─── DATA FOR THE TASK

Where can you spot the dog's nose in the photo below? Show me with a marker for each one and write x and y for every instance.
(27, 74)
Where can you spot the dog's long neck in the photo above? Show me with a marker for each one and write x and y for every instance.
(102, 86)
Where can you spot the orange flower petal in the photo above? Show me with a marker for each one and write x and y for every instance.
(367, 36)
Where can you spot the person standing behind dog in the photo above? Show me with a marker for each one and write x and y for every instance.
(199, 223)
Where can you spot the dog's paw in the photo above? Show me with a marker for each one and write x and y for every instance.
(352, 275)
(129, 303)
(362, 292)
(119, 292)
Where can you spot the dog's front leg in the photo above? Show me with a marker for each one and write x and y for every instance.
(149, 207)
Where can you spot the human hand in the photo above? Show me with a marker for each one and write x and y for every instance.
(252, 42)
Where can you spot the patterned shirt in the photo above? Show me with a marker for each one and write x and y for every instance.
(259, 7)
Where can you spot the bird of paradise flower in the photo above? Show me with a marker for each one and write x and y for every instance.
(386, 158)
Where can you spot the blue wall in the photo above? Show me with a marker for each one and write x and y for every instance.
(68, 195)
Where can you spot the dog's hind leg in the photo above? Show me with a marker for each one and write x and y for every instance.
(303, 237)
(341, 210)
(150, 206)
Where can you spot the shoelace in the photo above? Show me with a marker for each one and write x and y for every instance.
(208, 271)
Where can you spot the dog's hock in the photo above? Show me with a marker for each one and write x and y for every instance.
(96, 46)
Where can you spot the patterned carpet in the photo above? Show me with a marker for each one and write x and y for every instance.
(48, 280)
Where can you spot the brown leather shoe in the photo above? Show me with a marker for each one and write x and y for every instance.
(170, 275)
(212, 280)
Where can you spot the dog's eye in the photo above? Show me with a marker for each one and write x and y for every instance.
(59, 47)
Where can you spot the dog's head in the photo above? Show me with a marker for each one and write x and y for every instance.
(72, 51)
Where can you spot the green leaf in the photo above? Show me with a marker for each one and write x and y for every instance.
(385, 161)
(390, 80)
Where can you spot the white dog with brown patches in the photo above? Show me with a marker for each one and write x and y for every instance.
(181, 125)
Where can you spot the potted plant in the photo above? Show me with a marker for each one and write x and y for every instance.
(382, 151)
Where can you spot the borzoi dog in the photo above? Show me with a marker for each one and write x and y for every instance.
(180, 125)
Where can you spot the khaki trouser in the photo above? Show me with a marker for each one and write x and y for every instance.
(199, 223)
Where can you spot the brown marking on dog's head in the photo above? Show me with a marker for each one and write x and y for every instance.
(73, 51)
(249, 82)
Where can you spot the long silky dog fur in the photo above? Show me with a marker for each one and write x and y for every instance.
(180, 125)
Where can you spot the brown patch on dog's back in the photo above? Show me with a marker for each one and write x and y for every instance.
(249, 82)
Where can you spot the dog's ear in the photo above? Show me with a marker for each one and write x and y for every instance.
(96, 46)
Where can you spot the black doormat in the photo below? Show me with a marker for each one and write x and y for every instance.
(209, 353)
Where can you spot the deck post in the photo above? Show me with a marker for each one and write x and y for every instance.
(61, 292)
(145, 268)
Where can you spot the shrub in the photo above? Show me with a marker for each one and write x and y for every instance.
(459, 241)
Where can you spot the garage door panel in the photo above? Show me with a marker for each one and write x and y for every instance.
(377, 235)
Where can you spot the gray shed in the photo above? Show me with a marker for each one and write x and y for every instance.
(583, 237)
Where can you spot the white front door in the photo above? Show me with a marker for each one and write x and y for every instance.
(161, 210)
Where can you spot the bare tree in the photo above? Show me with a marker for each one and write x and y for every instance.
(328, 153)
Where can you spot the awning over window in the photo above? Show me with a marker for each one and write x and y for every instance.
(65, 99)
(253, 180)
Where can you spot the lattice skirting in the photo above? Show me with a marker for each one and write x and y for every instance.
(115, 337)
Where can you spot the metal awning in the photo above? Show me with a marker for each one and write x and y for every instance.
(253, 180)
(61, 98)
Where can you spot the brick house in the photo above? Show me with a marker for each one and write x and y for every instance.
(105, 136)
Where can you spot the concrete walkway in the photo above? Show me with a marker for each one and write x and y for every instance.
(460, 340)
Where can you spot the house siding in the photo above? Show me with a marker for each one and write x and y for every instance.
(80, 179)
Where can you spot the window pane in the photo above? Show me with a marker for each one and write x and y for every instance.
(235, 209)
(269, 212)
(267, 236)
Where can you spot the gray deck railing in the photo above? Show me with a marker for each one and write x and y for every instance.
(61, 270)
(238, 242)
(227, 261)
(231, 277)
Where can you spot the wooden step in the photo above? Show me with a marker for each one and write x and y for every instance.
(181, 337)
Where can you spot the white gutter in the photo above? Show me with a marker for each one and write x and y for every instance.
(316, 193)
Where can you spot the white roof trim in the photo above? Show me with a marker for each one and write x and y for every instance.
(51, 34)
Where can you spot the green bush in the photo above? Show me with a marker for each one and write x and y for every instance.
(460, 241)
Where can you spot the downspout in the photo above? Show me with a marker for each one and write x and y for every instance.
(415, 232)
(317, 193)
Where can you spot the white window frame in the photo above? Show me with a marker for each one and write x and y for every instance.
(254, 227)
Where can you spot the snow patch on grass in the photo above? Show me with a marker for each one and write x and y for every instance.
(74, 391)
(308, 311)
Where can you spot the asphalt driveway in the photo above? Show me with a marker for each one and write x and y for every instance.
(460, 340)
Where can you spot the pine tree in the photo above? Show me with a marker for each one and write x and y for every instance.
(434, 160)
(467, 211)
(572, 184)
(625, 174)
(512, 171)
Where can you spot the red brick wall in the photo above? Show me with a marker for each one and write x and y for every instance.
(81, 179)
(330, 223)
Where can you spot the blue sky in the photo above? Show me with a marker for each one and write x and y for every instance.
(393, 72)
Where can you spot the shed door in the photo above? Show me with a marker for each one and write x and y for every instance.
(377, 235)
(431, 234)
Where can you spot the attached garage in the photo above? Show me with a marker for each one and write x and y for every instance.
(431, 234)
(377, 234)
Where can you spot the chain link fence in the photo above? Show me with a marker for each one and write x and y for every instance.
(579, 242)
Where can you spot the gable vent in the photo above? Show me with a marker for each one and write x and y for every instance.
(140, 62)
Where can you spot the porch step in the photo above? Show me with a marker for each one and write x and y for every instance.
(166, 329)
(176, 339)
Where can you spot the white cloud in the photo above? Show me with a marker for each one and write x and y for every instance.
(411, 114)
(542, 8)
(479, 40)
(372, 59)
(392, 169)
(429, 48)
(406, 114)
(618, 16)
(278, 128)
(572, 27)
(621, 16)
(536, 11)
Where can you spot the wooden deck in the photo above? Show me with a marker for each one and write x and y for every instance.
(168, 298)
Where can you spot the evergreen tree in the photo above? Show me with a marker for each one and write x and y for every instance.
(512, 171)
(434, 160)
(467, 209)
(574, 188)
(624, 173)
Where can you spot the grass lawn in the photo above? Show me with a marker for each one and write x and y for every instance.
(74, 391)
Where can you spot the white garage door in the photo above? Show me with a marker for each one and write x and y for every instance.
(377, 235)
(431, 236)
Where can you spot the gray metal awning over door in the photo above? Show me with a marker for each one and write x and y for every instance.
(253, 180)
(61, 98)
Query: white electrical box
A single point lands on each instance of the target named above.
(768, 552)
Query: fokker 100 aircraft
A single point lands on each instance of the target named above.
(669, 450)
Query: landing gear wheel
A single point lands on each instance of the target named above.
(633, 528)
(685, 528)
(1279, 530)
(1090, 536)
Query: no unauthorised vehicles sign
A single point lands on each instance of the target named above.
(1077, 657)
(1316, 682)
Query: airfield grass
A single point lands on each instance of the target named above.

──────

WHAT THE EXERCISE ASKS: Extract every line from the one with "Where can you spot the gray metal" down to the final line above, both included, exactly as written.

SOLUTION:
Where can you spot the gray metal awning over door in the photo above? Show me with a marker for each one and write x and y for every instance.
(253, 180)
(61, 98)
Query: white electrical box
A single point lands on each instance of the target named above.
(768, 552)
Query: fokker 100 aircraft
A single point lands on each instance of the target named above.
(669, 450)
Query: landing gear wheel
A single point lands on each instance of the target named above.
(633, 528)
(685, 528)
(1279, 530)
(1090, 536)
Query: no unauthorised vehicles sign
A single point lands on each instance of the target named above.
(1077, 657)
(1316, 682)
Query: airfield grass
A single point lands on each instance of the target named above.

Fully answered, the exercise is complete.